_The request:_ Transcribe exactly the lines from the one holding "Where can the dry" to the end of the data below, including both of those lines and no others.

(Object pointing dataset rows)
▬▬▬
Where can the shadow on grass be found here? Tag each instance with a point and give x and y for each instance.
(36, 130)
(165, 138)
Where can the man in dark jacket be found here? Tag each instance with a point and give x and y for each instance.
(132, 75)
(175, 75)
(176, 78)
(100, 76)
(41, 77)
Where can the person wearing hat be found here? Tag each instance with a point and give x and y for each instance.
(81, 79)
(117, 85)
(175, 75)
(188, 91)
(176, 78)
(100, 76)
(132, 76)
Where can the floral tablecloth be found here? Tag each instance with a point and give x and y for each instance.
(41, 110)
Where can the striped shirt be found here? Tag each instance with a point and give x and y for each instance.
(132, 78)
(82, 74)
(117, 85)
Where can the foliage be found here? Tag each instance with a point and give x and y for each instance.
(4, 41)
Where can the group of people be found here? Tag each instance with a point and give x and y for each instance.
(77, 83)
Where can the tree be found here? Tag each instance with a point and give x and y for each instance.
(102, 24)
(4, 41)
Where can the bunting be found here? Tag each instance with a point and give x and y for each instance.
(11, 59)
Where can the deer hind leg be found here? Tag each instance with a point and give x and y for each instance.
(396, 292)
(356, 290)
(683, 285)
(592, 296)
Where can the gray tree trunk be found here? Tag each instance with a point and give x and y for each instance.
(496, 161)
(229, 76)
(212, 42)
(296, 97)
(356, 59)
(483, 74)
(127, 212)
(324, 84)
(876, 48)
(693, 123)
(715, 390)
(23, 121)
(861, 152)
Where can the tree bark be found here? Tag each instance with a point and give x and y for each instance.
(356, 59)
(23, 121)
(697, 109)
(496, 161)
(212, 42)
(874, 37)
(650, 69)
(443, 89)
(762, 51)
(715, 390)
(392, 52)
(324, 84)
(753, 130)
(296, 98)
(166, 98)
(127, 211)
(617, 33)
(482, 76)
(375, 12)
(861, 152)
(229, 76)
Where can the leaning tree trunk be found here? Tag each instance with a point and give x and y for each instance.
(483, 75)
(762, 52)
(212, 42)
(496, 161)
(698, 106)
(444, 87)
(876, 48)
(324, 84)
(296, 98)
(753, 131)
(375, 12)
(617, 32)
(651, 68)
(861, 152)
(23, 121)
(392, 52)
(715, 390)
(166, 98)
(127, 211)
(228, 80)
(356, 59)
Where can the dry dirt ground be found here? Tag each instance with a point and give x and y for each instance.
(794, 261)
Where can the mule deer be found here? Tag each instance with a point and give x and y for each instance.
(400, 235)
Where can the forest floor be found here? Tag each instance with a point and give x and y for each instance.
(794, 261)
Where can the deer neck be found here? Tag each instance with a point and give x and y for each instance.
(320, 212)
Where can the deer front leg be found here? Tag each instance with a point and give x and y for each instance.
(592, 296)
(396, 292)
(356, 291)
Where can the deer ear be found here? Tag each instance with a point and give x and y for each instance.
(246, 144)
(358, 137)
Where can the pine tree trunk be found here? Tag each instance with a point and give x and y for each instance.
▬▬▬
_Result for this task:_
Where can the dry dirt ground be found here? Tag each instance with a point and give x and y for each instance.
(794, 261)
Where can the mule deer be found here? Tag each instance with a point and give x and y for each instance.
(400, 235)
Where can the forest floor be found here? Tag each instance with a point and give x and y for each instance.
(794, 261)
Where can the deer neck be found here? Tag each instance with a point and give x and y for each instance.
(320, 212)
Where can the deer front leg be found here? Tag each instance with a point and give x and y for each instance.
(592, 296)
(396, 292)
(356, 291)
Where can the deer ear be found here? Tag each instance with a point and give x and y for each instance.
(246, 144)
(358, 137)
Where can the pine tree trunk be found here? Tag each instance with a point and give x and y for each instance.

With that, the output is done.